I reckon this is very much in line with Virginia History discussion.

----- Original Message ----- 
From: "John Carter" <[log in to unmask]>
To: <[log in to unmask]>
Sent: Friday, January 25, 2013 2:43 PM
Subject: Re: 01242232Z13 Patton And Re: Rommel


Carlo D'este apparently did not research John Singleton Mosby very well. The 
only men Mosby ever killed were Union soldiers during the Civil War. As a 
student at the University of Virginia (where he had already graduated in 
Greek Language and Literature), Mosby was expelled and imprisoned for a year 
for shooting another student in the neck with a pepperbox pistol- the 
student survived. While not exactly self-defense, his assailant, George R. 
Turpin, was a student nearly twice his size with a nasty reputation for 
manhandling students that he fought- Mosby had come prepared. John Singleton 
Mosby spent to seven months in jail, where he read law with his prosecuting 
attorney, William J. Robertson, and later after his release, set up a law 
practice in Bristol, Virginia. After the Civil War, Mosby developed a 
friendship with President Ulysses S. Grant. After an attempt was made on 
Mosby's life, Rutherford B. Hayes appointed him as Consul to Hong Kong. When 
Hayes left the Presidency, Mosby lost his position. Grant, just before he 
died, contacted Leland Stanford of the Southern Pacific Railroad about 
finding a position for Mosby, and he became the railroad's attorney in 
California, where he made frequent visits to the Patton residence. He later 
served as an attorney for the Justice Department in Nebraska and in Alabama, 
before returning to Virginia and private practice.

John

The Stuart-Mosby Civil War Cavalry Museum
Centreville, Virginia

Sent from my iPad
John C. Carter

[log in to unmask]
Cell: 703-501-4578

On Jan 24, 2013, at 5:33 PM, Walter Waddell <[log in to unmask]> wrote:

> With respect to connections: Patton's early childhood influence from the 
> frequent presence of John Singleton Mosby with the Patton family is 
> documented on page 40 of Carlo D'este's, near definitive; "Patton - A 
> Genius For War", Harper Collins; 1995.
>
> "As for living heroes, George came to know a frequent guest of the Patton, 
> the infamous Col. John Singleton Mosby, the Confederate guerrilla 
> (pronounced correctly by using the Spanish "y" in place of the double 
> "ll") leader. A prewar lawyer who had learned the law in prison after 
> being expelled from the University of Virginia and imprisoned for killing 
> another student. Mosby had migrated to California to work for ht Southern 
> Pacific Railroad. Mosby delighted the impressionable young Georgie Patton 
> with tales of the Civil War, all of which the boy absorbed like a sponge."

→ **STATED TASK A**
From the email about John Singleton Mosby, reproduce word for word the passage starting with "Sent from my" and going on through "Harper Collins; 1995.".

→ **Point placement records**
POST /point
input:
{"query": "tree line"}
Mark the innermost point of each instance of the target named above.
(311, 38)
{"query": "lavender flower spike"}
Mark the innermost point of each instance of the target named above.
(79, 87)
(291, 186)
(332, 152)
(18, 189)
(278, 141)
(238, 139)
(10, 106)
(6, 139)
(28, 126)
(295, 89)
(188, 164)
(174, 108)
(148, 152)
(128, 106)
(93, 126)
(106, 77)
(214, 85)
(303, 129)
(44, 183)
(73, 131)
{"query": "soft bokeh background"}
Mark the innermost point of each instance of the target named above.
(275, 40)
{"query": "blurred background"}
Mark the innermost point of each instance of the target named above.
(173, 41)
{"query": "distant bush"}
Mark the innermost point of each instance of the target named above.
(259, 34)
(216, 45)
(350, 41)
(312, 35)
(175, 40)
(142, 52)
==
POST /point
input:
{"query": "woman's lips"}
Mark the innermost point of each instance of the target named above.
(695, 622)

→ **STATED TASK B**
Report every line of the rows that includes the string "background", copying each one in full.

→ **WRITTEN REPLY A**
Sent from my iPad
John C. Carter

[log in to unmask]
Cell: 703-501-4578

On Jan 24, 2013, at 5:33 PM, Walter Waddell <[log in to unmask]> wrote:

> With respect to connections: Patton's early childhood influence from the 
> frequent presence of John Singleton Mosby with the Patton family is 
> documented on page 40 of Carlo D'este's, near definitive; "Patton - A 
> Genius For War", Harper Collins; 1995.

→ **WRITTEN REPLY B**
{"query": "soft bokeh background"}
{"query": "blurred background"}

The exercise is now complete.